◆ EXERCISE INPUT:

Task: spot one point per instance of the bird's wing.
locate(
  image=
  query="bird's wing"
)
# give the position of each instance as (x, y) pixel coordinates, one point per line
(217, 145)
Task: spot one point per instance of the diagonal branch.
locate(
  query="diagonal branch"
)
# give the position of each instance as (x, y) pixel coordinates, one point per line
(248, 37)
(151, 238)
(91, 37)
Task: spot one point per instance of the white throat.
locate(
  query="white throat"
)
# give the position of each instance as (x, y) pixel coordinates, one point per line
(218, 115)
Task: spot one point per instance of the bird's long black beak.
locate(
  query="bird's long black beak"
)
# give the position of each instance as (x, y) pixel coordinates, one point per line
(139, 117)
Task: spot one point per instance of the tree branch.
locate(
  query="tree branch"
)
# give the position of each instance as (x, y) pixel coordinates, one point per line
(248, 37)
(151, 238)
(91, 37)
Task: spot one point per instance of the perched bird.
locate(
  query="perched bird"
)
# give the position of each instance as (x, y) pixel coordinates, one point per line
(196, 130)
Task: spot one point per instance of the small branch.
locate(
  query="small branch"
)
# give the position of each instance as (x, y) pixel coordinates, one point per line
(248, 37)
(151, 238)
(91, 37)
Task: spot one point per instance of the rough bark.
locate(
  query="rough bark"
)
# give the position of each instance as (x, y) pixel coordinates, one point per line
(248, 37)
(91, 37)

◆ GOAL:
Retype the whole listing above word for word, from its first line through its last.

◆ EXERCISE OUTPUT:
Task: spot one point per instance of the bird's wing.
locate(
  image=
  query="bird's wing"
)
# give the position of each instance as (x, y) pixel coordinates, one point per line
(217, 145)
Task: spot one point per instance of the diagonal branch.
locate(
  query="diagonal branch"
)
# give the position of each instance as (x, y) pixel coordinates, one point per line
(248, 37)
(151, 238)
(91, 37)
Task: spot one point per instance of the white throat.
locate(
  query="white throat"
)
# give the position of each instance as (x, y) pixel coordinates, one point per line
(218, 115)
Task: spot one point per instance of the bird's long black beak.
locate(
  query="bird's long black beak"
)
# give the position of each instance as (x, y) pixel coordinates, one point per line
(139, 117)
Task: spot one point per instance of the tree branch.
locate(
  query="tree branch"
)
# give the position of each instance as (x, y) pixel coordinates, one point per line
(248, 37)
(151, 238)
(91, 37)
Task: spot one point per instance of the perched bird.
locate(
  query="perched bird"
)
# give the position of each instance as (x, y) pixel coordinates, one point per line
(196, 130)
Task: spot one point per instance of the small branch.
locate(
  query="small branch"
)
# give the position of each instance as (x, y) pixel coordinates, one point per line
(248, 37)
(151, 238)
(91, 37)
Task: spot one point per instance of the rough bark.
locate(
  query="rough bark"
)
# give the position of each instance as (x, y) pixel coordinates, one point per line
(248, 37)
(91, 37)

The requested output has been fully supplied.